Request —
Repeat each of the records below word for word, with nothing changed.

Provided records —

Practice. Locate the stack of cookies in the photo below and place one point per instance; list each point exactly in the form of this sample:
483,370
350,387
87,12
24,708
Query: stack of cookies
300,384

Exercise response —
Practice. Locate the stack of cookies in the photo below and place one point per instance; list each point exactly in the form of this sample:
483,370
350,387
87,12
24,708
Query: stack of cookies
300,384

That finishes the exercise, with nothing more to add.